== Task material

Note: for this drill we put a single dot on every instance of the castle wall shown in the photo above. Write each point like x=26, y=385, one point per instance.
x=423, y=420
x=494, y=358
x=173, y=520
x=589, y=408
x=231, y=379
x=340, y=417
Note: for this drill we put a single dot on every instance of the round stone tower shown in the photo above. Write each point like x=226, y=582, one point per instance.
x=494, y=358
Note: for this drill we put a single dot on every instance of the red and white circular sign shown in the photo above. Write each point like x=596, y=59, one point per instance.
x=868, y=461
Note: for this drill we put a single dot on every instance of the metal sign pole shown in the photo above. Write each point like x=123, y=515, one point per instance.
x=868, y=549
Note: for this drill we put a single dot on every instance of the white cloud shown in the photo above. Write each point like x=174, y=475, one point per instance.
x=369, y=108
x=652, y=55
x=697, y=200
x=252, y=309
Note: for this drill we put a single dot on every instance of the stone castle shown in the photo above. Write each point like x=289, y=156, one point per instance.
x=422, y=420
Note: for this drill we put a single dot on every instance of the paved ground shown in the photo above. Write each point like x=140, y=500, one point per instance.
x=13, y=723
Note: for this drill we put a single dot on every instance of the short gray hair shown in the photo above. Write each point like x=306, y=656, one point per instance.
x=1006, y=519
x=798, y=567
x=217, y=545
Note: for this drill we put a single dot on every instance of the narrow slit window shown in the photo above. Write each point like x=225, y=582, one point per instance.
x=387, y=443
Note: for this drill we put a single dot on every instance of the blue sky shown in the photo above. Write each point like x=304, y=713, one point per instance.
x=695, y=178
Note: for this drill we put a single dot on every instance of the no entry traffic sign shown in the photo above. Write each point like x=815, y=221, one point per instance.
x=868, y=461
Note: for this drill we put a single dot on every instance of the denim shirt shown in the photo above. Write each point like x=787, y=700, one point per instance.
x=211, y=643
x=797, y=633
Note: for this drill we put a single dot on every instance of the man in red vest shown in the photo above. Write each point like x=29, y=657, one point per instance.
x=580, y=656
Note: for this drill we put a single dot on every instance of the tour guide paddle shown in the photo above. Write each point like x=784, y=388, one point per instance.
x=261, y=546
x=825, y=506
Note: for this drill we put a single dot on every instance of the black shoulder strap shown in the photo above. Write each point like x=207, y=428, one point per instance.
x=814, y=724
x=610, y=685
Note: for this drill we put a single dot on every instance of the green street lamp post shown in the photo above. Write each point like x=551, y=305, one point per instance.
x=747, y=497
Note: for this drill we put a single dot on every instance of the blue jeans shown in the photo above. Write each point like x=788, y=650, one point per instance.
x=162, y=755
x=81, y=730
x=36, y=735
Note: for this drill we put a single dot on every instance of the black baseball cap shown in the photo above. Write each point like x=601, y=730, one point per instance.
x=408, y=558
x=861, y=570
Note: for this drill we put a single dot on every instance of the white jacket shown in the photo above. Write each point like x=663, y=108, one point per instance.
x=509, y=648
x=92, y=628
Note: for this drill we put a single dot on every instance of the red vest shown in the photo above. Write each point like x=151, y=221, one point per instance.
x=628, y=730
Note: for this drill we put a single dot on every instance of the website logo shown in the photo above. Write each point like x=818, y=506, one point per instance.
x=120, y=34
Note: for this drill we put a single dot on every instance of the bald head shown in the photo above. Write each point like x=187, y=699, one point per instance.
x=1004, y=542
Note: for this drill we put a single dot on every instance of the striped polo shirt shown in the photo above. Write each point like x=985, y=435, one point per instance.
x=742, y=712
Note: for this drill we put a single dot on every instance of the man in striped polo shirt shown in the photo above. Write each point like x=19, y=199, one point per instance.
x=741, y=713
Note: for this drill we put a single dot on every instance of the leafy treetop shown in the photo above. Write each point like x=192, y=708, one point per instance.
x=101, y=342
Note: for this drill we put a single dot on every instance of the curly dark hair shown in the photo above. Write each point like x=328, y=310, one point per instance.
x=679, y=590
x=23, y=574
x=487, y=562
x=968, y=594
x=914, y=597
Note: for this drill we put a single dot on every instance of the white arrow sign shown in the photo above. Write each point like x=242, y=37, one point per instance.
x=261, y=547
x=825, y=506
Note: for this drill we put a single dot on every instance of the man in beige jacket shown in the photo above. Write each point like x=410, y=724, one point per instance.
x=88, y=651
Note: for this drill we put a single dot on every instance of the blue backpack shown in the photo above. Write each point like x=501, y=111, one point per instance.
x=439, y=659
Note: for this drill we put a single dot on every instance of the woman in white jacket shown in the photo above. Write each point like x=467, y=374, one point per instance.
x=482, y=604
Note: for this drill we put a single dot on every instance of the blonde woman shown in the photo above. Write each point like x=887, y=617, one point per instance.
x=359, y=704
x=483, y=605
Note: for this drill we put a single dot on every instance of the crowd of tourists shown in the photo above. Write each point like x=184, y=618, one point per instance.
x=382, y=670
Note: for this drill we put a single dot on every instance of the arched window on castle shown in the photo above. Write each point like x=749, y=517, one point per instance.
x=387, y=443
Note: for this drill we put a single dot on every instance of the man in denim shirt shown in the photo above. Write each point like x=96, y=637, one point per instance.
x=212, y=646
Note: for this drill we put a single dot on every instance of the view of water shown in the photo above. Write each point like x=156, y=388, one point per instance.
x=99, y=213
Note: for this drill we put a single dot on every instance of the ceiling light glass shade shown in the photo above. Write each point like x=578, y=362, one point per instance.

====

Pull every line of the material above and copy each one word for word, keeping the original order.

-- Correct result --
Note: for this drill we put a single dot on every instance of the castle wall shown in the photo above. Write each point like x=26, y=385, one point per instance.
x=423, y=420
x=494, y=358
x=173, y=520
x=589, y=408
x=231, y=379
x=340, y=417
Note: for this drill we put a single dot on every instance of the round stone tower shown in the photo above. Write each point like x=226, y=582, one point per instance.
x=494, y=358
Note: for this drill we put a single dot on every instance of the red and white circular sign shown in the photo above. Write each point like x=596, y=59, one point per instance.
x=868, y=461
Note: for this drill we put a single dot on every instance of the metal sign pole shown in the photo above. Write each point like x=123, y=515, one point per instance.
x=868, y=549
Note: for this drill we put a single dot on every instance of the white cloud shown in the photo above. Write each point like x=174, y=475, one point per instance.
x=369, y=108
x=652, y=55
x=697, y=200
x=252, y=309
Note: for this drill we put a single dot on every instance of the stone castle shown in the photo above. Write each point like x=289, y=156, one point per instance.
x=422, y=420
Note: for this drill we put a single dot on every instance of the paved ground shown in the photo above. Write each point like x=140, y=500, one point per instance.
x=13, y=723
Note: for this drill we put a single dot on every instance of the short gray hair shown in the photo above. Write each point like x=306, y=656, one point per instance.
x=1006, y=519
x=798, y=567
x=217, y=545
Note: for this drill we put a single dot on every instance of the narrow slit window shown in the photo above. Write each point like x=225, y=582, one point per instance.
x=387, y=443
Note: for this drill we put a single dot on every instance of the blue sky shown in the photo above. Write each point like x=304, y=713, one point per instance.
x=695, y=178
Note: for this drill we put a single dot on every instance of the no entry traffic sign shown in the photo above. Write each point like x=815, y=221, one point per instance.
x=868, y=461
Note: for this drill we put a single dot on every instance of the denim shirt shown in the photo above. Write each point like x=787, y=700, one point per instance.
x=211, y=643
x=797, y=633
Note: for this drill we put a single dot on every instance of the man in red vest shown in the photo above. Write each point like x=29, y=657, one point per instance.
x=580, y=656
Note: for this drill we put a single dot on every instance of the tour guide paddle shown in the photo above. Write each point like x=784, y=388, one point per instance.
x=261, y=546
x=825, y=506
Note: for this drill we put a single dot on every instance of the black shoulder strap shown in the photo above. Write each point like x=207, y=428, one point per instance.
x=814, y=724
x=610, y=685
Note: for this drill we put a single dot on every instance of the green street lamp post shown in the photo above. Write each point like x=551, y=305, one point per instance.
x=747, y=497
Note: for this drill we put a single dot on every instance of the blue jeans shown in the photo above. Write each point like x=788, y=650, one point per instance.
x=162, y=755
x=81, y=730
x=36, y=735
Note: for this drill we put a single dot on every instance of the black baseball cap shown in the photo above. Write each point like x=601, y=730, one point per instance.
x=408, y=558
x=861, y=570
Note: for this drill we put a single dot on every instance of the white jacket shown in the photo above. Write each point like x=663, y=108, one point per instance.
x=509, y=648
x=92, y=628
Note: for this drill we put a single dot on every instance of the red vest shown in the photo above. Write each point like x=151, y=221, one point per instance.
x=628, y=730
Note: for this drill we put a single dot on every instance of the website logo shown in the photo above. Write each point like x=818, y=506, one point per instance.
x=120, y=34
Note: for this drill we put a single dot on every instance of the bald head shown in the photo above. Write each point like x=187, y=699, one point per instance.
x=1004, y=542
Note: for this drill we put a single dot on every instance of the striped polo shirt shown in the photo above. Write each point like x=985, y=435, one point per instance.
x=742, y=712
Note: for this drill we put a single dot on every instance of the man in striped polo shirt shown in the photo above. Write each point like x=19, y=199, one point per instance.
x=741, y=713
Note: for this drill we put a single dot on every instance of the leafy treetop shown in the photo above. Write each point like x=192, y=708, one point per instance.
x=101, y=342
Note: for this drill we put a single dot on every instance of the curly dark hair shown in the photo above. Write each point like x=328, y=310, one point per instance.
x=679, y=590
x=23, y=574
x=487, y=562
x=968, y=594
x=914, y=597
Note: for this drill we put a single dot on every instance of the white arrow sign shown in the photo above. Write each point like x=242, y=37, one point per instance.
x=261, y=547
x=825, y=506
Note: for this drill we put a single dot on every instance of the man in beige jacket shown in the photo above. Write each point like x=410, y=724, one point per instance.
x=88, y=651
Note: for this drill we put a single dot on every instance of the blue backpack shown in the photo above. Write each point like x=501, y=111, one point per instance.
x=439, y=659
Note: for this drill we put a single dot on every instance of the woman in white jacket shown in the photo above. Write each point like x=467, y=374, one point per instance.
x=482, y=604
Note: for this drill we put a single dot on every instance of the blonde woman shown in the photo above. Write each point like x=887, y=617, one point per instance.
x=359, y=704
x=483, y=605
Note: for this drill we put a single dot on every instance of the crowd of tourists shown in the photo above. Write each point like x=184, y=618, one point per instance.
x=382, y=670
Note: for this drill we put a single dot on every instance of the arched window on castle shown in the photo above. Write each point like x=749, y=517, one point per instance.
x=387, y=443
Note: for this drill we put a single dot on every instance of the man in denim shirt shown in the photo above. Write each point like x=96, y=637, one point per instance.
x=212, y=646
Note: for this drill we put a single dot on every instance of the view of water shown in the photo above. Write each point like x=156, y=388, one point per instance.
x=99, y=213
Note: for this drill we put a single dot on every instance of the ceiling light glass shade shown in the photo above. Write each point like x=578, y=362, one point per instance.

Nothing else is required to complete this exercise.